Given records:
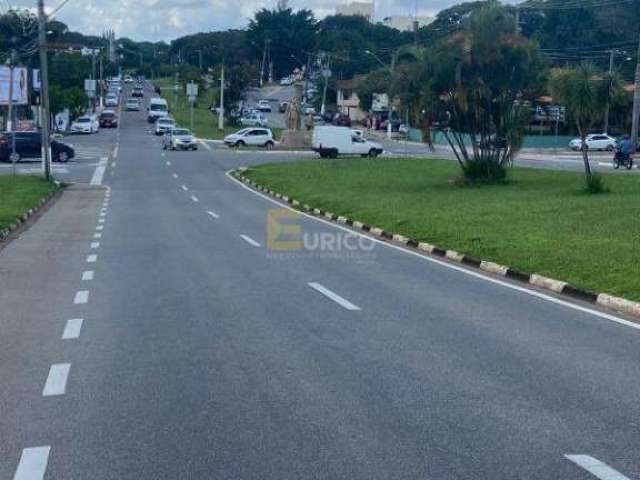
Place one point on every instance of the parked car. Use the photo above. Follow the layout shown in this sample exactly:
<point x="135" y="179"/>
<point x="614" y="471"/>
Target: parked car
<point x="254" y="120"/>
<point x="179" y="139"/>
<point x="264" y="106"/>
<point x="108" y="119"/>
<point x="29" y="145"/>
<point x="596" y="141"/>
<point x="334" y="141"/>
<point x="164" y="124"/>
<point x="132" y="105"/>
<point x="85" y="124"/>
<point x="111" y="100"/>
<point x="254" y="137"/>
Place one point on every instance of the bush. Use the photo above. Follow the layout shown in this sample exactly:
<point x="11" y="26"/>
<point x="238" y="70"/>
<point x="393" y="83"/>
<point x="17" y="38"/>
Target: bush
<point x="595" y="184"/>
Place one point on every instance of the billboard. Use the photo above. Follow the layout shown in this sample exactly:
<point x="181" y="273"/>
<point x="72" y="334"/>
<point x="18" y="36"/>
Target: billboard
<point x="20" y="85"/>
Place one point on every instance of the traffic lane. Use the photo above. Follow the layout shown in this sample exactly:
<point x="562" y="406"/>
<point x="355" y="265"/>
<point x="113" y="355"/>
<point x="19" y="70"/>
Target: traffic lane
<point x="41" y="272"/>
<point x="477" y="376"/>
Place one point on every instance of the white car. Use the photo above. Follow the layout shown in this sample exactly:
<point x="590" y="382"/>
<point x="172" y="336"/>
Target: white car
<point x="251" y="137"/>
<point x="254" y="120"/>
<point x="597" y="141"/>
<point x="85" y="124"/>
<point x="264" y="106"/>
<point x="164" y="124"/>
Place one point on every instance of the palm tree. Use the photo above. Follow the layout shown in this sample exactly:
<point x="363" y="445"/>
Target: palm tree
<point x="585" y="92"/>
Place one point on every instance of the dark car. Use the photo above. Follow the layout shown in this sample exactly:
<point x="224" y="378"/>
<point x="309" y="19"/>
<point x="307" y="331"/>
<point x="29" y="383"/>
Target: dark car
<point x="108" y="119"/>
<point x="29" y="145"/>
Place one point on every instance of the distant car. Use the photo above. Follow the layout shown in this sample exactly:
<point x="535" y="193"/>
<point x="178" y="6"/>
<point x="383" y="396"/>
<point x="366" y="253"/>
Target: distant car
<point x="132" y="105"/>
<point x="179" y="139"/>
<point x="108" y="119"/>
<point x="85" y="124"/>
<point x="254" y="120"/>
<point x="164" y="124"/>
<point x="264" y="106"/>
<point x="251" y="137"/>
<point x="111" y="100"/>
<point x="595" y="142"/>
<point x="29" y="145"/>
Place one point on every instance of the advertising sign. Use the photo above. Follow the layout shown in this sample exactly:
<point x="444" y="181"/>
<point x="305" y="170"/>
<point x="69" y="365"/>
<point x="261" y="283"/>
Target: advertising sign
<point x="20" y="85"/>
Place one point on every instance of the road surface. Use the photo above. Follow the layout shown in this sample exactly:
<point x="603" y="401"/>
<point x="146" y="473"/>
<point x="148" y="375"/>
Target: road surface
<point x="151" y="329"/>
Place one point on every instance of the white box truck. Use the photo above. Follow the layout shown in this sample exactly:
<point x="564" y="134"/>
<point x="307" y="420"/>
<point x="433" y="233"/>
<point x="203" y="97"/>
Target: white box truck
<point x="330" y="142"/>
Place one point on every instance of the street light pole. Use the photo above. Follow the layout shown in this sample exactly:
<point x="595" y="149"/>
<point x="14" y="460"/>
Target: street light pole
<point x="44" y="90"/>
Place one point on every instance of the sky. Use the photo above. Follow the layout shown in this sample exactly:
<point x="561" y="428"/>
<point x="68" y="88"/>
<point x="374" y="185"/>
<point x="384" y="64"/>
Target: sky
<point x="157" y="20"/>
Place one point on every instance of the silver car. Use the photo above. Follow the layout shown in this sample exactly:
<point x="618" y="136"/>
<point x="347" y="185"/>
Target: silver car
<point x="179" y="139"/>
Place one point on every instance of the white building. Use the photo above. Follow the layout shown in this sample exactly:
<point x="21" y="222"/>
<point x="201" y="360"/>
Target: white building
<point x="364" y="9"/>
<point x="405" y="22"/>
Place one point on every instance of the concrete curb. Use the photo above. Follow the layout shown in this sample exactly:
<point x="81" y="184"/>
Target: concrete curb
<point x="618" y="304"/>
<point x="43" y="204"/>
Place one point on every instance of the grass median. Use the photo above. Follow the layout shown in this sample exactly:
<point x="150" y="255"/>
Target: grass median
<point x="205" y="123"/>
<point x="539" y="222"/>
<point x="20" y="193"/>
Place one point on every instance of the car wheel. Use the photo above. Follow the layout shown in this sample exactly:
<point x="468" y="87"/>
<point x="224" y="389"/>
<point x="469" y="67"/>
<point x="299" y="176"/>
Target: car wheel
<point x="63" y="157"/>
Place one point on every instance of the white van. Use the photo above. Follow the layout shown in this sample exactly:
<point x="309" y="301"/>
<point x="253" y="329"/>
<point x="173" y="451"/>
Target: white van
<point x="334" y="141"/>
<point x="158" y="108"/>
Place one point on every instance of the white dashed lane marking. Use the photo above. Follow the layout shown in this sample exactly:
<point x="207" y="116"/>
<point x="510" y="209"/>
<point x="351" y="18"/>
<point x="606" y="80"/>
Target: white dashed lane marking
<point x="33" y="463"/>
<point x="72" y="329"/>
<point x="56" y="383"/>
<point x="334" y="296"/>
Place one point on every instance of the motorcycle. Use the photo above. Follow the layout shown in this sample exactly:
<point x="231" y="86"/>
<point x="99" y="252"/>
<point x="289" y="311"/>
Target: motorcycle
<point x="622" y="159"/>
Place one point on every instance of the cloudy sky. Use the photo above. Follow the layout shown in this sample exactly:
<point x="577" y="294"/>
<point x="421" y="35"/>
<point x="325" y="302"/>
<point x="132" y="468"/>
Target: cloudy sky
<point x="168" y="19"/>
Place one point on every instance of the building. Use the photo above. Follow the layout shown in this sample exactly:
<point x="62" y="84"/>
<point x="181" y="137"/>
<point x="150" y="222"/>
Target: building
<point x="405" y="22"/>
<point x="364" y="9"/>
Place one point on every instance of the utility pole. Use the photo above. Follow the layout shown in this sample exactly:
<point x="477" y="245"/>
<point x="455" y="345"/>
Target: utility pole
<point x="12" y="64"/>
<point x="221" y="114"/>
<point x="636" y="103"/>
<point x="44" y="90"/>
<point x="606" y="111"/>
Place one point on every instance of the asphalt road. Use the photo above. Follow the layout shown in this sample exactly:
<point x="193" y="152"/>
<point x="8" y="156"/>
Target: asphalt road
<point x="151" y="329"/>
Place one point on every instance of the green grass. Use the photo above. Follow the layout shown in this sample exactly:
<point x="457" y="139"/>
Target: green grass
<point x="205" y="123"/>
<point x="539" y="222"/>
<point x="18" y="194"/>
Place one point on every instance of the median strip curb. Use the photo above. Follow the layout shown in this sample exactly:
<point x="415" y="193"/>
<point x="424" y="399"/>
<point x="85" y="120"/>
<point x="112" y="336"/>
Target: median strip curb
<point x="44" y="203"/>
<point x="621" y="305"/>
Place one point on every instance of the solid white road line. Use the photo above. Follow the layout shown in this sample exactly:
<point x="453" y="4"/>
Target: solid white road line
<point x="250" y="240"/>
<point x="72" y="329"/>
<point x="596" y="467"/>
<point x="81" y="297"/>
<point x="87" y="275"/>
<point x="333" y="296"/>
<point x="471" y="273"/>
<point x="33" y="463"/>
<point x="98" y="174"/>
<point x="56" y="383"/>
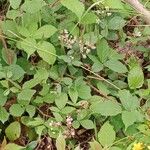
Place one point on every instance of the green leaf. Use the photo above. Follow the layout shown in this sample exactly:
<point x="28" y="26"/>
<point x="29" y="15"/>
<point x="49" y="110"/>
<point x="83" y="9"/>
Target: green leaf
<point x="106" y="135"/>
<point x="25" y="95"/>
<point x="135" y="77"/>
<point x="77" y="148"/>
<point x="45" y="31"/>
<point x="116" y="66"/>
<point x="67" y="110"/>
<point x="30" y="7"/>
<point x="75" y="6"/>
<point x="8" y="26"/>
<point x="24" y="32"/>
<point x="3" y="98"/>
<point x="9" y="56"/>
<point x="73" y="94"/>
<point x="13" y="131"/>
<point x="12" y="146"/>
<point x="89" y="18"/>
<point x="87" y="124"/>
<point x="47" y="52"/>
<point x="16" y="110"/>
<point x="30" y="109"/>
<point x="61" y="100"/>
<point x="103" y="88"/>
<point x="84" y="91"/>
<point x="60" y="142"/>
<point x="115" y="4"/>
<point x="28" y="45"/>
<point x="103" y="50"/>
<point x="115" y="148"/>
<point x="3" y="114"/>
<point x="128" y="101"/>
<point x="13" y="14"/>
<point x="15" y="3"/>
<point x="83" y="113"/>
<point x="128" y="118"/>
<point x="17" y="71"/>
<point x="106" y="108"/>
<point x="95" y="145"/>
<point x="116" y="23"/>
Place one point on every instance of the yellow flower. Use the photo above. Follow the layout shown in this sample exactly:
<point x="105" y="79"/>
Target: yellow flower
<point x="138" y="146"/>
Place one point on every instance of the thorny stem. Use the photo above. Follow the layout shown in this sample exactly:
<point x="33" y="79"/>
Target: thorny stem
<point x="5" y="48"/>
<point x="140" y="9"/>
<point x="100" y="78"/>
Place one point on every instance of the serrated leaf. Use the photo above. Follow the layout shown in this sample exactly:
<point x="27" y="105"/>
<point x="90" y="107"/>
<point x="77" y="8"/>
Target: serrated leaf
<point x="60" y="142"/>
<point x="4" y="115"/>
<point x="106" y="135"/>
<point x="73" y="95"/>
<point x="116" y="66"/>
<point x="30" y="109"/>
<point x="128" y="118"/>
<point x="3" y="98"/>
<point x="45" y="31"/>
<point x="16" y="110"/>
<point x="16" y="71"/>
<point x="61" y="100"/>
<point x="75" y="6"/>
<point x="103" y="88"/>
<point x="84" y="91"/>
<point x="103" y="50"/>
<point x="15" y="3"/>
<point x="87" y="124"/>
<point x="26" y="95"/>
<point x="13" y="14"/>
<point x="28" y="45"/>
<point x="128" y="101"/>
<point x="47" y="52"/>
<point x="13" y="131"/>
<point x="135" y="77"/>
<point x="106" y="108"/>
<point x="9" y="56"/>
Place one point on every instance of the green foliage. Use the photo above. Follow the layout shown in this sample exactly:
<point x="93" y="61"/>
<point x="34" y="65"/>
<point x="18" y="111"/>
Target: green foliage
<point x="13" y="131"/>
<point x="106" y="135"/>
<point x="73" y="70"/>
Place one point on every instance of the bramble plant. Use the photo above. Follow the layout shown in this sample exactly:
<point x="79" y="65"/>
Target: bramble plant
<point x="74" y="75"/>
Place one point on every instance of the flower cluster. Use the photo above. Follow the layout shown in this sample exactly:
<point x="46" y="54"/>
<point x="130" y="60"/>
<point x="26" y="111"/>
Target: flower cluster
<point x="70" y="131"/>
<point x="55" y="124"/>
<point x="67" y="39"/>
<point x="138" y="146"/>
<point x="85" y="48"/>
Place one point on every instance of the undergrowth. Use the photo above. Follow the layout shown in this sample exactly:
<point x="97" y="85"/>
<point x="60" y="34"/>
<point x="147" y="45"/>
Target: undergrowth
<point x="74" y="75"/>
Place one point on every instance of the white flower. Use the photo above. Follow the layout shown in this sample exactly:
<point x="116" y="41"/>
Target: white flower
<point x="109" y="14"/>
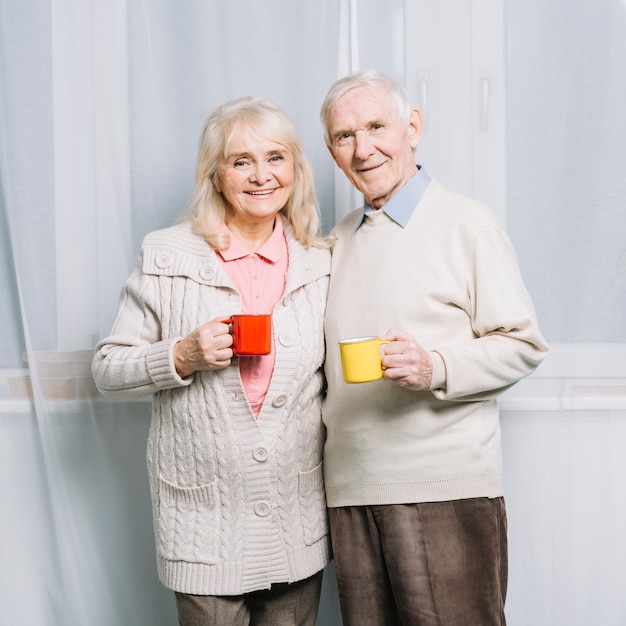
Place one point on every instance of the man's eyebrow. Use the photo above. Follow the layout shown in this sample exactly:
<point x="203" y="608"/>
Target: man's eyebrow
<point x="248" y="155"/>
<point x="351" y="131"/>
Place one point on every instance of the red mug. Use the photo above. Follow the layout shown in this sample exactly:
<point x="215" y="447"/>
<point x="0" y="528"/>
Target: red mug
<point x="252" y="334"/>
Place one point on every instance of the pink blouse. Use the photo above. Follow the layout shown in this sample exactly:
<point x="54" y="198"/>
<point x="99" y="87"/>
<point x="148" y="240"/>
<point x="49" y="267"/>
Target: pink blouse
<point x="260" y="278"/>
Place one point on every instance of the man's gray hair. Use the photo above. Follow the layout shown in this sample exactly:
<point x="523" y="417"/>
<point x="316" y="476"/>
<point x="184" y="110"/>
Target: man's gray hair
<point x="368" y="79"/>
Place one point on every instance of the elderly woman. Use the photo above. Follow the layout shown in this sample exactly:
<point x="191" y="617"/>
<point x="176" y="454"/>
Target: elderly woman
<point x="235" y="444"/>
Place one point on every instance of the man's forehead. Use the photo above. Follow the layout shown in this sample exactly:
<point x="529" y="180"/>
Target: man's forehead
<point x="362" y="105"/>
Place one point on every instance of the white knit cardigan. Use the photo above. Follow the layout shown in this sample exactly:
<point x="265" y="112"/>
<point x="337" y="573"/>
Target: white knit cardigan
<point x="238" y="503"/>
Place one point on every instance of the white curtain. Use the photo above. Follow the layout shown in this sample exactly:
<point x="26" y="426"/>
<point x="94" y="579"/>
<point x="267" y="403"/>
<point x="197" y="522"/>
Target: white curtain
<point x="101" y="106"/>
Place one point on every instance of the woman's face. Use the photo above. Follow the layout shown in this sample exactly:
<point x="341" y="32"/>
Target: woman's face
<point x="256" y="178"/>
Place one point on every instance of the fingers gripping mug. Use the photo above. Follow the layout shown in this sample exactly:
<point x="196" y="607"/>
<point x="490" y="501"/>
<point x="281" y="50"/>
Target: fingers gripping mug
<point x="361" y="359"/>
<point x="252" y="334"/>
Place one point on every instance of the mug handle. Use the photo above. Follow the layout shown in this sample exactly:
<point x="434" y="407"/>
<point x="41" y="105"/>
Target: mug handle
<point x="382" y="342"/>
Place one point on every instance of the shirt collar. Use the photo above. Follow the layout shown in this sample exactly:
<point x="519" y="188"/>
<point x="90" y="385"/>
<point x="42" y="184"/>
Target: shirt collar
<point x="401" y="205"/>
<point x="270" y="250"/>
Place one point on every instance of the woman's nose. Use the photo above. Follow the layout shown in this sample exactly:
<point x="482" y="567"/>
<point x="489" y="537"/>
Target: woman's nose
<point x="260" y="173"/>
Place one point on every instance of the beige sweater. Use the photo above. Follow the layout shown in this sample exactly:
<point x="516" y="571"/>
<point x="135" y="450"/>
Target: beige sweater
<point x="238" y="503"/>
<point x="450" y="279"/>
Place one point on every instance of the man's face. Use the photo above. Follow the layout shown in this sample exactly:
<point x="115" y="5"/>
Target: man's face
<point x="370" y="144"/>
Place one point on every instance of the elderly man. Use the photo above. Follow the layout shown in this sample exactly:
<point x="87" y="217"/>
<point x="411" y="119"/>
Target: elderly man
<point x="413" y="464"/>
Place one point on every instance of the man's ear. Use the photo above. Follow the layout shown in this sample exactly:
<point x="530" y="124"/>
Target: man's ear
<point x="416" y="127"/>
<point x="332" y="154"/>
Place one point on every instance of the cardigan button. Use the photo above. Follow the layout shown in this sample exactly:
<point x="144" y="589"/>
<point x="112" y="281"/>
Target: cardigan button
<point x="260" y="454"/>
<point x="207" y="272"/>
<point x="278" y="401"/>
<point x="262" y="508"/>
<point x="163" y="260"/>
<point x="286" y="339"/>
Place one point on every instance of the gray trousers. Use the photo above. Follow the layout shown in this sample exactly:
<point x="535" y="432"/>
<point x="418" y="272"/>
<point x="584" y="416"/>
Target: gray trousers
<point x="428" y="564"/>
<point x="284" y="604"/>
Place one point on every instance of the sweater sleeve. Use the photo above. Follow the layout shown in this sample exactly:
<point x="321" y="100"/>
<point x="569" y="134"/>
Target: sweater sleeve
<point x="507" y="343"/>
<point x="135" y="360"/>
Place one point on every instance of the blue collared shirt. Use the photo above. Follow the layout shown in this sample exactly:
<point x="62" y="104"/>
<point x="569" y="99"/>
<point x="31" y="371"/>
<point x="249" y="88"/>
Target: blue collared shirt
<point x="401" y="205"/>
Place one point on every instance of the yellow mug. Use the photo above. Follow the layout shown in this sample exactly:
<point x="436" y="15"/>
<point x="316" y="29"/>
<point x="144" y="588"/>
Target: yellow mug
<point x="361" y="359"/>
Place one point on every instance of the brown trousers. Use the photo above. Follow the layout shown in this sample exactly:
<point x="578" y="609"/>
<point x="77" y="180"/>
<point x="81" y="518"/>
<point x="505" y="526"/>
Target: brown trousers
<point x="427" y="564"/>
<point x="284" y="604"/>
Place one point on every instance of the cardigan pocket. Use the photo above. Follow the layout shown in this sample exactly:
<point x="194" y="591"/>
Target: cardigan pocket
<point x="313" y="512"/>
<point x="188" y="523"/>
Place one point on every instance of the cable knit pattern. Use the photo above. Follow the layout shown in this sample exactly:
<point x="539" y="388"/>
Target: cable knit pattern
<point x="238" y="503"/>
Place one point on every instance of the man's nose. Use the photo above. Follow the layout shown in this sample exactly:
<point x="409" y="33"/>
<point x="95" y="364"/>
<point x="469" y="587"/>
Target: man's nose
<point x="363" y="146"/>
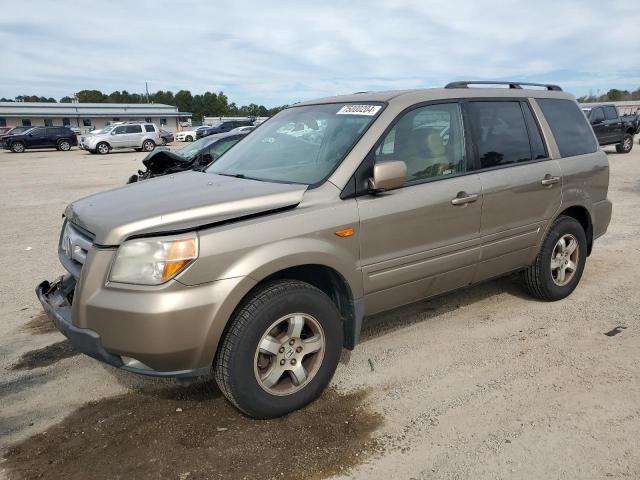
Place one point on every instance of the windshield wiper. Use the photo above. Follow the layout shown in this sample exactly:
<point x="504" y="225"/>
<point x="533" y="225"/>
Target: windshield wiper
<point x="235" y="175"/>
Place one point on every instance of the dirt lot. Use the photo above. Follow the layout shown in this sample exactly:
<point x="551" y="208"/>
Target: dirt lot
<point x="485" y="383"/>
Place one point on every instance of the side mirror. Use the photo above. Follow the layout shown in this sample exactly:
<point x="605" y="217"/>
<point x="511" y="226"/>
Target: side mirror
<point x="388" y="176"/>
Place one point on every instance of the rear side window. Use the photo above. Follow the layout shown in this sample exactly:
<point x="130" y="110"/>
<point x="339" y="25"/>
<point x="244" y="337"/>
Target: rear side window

Task goal: Produce an exact copy of the lines from the one containing "Place one point on every instance of the dirt" through the last line, and of nothing else.

Solution for this problem:
Place one point on every instance of the dirt lot. Use the photo above. Follow the layout shown in this sample exactly:
<point x="551" y="208"/>
Target: dirt lot
<point x="485" y="383"/>
Place one point on every instance of the side mirror. Use the photo above. Follow the layout shown in this sample exactly:
<point x="605" y="217"/>
<point x="511" y="226"/>
Target: side mirror
<point x="388" y="176"/>
Place one point on every instance of the rear side window. Use the photo above. Follow the layout shown in this sample exactly:
<point x="130" y="110"/>
<point x="339" y="25"/>
<point x="244" y="337"/>
Target: rear side window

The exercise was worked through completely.